Document text:
** Begin **

- Born: Henry Nelson Goodman August 7, 1906 Somerville, Massachusetts, U.S.
- Died: November 25, 1998 (aged 92) Needham, Massachusetts, U.S.

Education
- Education: Harvard University (BA, PhD)
- Thesis: A Study of Qualities (1941)
- Doctoral advisor: C. I. Lewis

Philosophical work
- Era: 20th-century philosophy
- Region: Western philosophy
- School: Analytic Nominalism
- Institutions: University of Pennsylvania Harvard University
- Doctoral students: Herbert G. Bohnert, Israel Scheffler
- Notable students: Sylvain Bromberger, Noam Chomsky, Sydney Morgenbesser, Hilary Putnam, Stephen Stich
- Main interests: Logic, epistemology, metaphysics, induction, counterfactuals, mereology, aesthetics, philosophy of science, philosophy of language
- Notable ideas: New riddle of induction, Goodman–Leonard calculus of individuals, counterfactual conditional, Goodman's method, languages of art, irrealism

= Nelson Goodman =

American philosopher (1906–1998)

Henry Nelson Goodman (7 August 1906 – 25 November 1998) was an American philosopher, known for his work on counterfactuals, mereology, the problem of induction, irrealism, and aesthetics.

==Life and career==
Goodman was born in Somerville, Massachusetts, the son of Sarah Elizabeth (née Woodbury) and Henry Lewis Goodman. He was of Jewish origins. He graduated from Harvard University, AB, magna cum laude (1928). During the 1930s, he ran an art gallery in Boston, Massachusetts, while studying for a Harvard PhD in philosophy, which he completed in 1941. His experience as an art dealer helps explain his later turn towards aesthetics, where he became better known than in logic and analytic philosophy. During World War II, he served as a psychologist in the US Army.

He taught at the University of Pennsylvania, 1946–1964, where his students included Noam Chomsky, Sidney Morgenbesser, Stephen Stich, and Hilary Putnam. He was a research fellow at the Harvard Center for Cognitive Studies from 1962 to 1963 and was a professor at Brandeis University from 1964 to 1967, before being appointed Professor of Philosophy at Harvard in 1968.

** End **

Extracted entries:

** Begin **

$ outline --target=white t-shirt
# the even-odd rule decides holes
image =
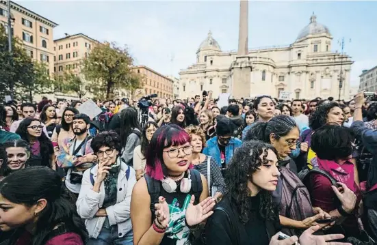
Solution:
[[[73,149],[73,146],[75,145],[75,147],[77,148],[79,146],[80,146],[81,143],[83,141],[79,141],[79,140],[75,140],[75,141],[76,141],[76,143],[75,143],[75,141],[74,141],[73,143],[70,145],[70,147],[69,148],[69,153],[70,155],[73,154],[73,152],[75,149]],[[79,152],[77,152],[77,154],[76,154],[76,156],[80,156],[80,155],[83,156],[82,150],[79,151]],[[65,180],[66,186],[70,191],[73,192],[73,193],[79,194],[80,192],[81,184],[70,183],[70,179],[71,173],[72,173],[72,169],[69,169],[67,171],[67,175],[66,176],[66,180]],[[75,173],[82,175],[83,174],[83,172],[75,171]]]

** End **

Exercise instructions:
1. Decide whether each statement below agrees with the Nelson Goodman biography. Answer yes or no for each, and quote the deciding words. (a) Goodman completed his Harvard PhD in 1941. (b) During World War II, Goodman served as a psychologist in the US Navy. (c) Goodman taught at Brandeis University from 1946 to 1964.
2. According to the Nelson Goodman biography, what did Goodman run in Boston during the 1930s?
3. Carry the Nelson Goodman biography forward from its last sentence.

Answers to the exercises:
1.
(a) Yes: "studying for a Harvard PhD in philosophy, which he completed in 1941"
(b) No: "he served as a psychologist in the US Army"
(c) No: "He taught at the University of Pennsylvania, 1946–1964" and "a professor at Brandeis University from 1964 to 1967"

2. An art gallery.

3.
In 1967, at the Harvard Graduate School of Education, he was the founding director of Harvard Project Zero, a basic research project in artistic cognition and artistic education. He remained the director for four years and served as an informal adviser for many years thereafter.

Goodman died in Needham, Massachusetts.

==Philosophical work==
===Induction and "grue"===
In his book Fact, Fiction, and Forecast, Goodman introduced the "new riddle of induction", so-called by analogy with Hume's classical problem of induction. He accepted Hume's observation that inductive reasoning (i.e. inferring from past experience about events in the future) was based solely on human habit and regularities to which our day-to-day existence has accustomed us. Goodman argued, however, that Hume overlooked the fact that some regularities establish habits (a given piece of copper conducting electricity increases the credibility of statements asserting that other pieces of copper conduct electricity) while some do not (the fact that a given man in a room is a third son does not increase the credibility of statements asserting that other men in this room are third sons).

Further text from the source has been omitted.